And so yeah, I think Create is going to do it faster. The user interface is better, and there are also some really cool Create options that are coming soon. So I don’t want to give away any fun surprises. But I will say that Create gets cooler all the time.
So I would choose Create. But yeah, definitely toggle, if you’re going to do DIY. Regardless of the card that you’re using and which option you’re more comfortable with, make sure that you’re putting out the right schema for that card. And then for our– go ahead, Jenny. Sorry.
JENNY GUY: Well, I was just going to say, how-to schema didn’t exist until Create gave an option for it. So this is– it’s specifically designed for other than food. Because we knew that the problem we were solving was that how-to and craft bloggers were putting non-food recipes into recipe cards. And that’s why Create, it’s way more than just food.
HEATHER TULLOS: Yes. It is way more than just food. And I think we navigated all of those little how-to, and list, and all of the cool options for schema to be put out into the world. I think we did those first, and we did them really well.

________________

Written problem 1
In the transcript about Create, what problem was the how-to schema option meant to solve?
Written problem 2
Transcribe the passage from the Create transcript, starting with "So I would choose" and going on through "ahead, Jenny. Sorry.".

Information provided
________________

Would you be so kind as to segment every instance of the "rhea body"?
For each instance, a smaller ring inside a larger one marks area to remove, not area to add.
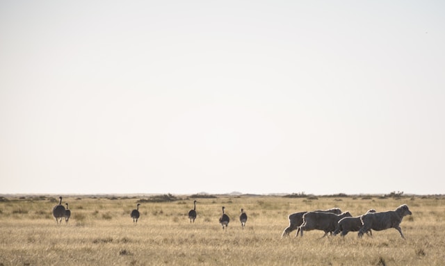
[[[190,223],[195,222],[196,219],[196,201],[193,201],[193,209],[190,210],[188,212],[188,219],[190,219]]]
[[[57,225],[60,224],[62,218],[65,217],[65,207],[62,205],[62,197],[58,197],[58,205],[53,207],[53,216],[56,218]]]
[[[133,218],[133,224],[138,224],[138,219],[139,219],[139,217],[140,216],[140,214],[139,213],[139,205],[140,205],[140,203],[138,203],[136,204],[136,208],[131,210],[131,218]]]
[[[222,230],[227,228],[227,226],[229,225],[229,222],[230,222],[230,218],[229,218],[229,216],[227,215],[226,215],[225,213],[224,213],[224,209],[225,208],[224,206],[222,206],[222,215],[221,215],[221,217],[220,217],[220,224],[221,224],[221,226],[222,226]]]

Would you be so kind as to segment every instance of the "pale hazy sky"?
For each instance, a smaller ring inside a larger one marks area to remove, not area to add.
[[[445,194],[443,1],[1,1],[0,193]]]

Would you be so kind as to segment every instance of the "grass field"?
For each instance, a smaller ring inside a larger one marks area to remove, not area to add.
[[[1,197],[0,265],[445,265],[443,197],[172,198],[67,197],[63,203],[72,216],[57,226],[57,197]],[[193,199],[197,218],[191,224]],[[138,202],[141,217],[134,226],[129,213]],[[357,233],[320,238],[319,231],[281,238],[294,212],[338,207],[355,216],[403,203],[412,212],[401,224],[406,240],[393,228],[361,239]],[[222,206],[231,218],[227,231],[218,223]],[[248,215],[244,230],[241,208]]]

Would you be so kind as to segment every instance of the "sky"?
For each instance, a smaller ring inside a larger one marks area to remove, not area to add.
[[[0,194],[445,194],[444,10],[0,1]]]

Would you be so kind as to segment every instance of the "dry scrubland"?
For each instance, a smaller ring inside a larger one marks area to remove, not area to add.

________________

Full response 1
How-to and craft bloggers were putting non-food recipes into recipe cards.

Full response 2
So I would choose Create. But yeah, definitely toggle, if you’re going to do DIY. Regardless of the card that you’re using and which option you’re more comfortable with, make sure that you’re putting out the right schema for that card. And then for our– go ahead, Jenny. Sorry.